● Exercise directions: When you repeat the records, keep every word exact and drop each picture.
Start of Given data
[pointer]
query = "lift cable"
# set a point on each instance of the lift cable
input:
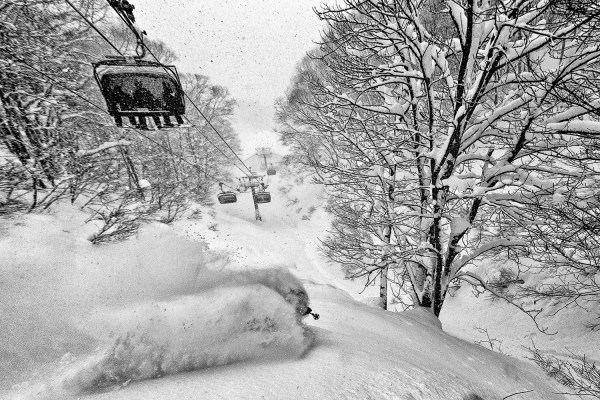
(197, 128)
(129, 25)
(62, 85)
(91, 24)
End of Given data
● Result for this task:
[pointer]
query = "lift cable"
# set a point on each instance of the lift cable
input:
(197, 128)
(129, 25)
(62, 85)
(91, 24)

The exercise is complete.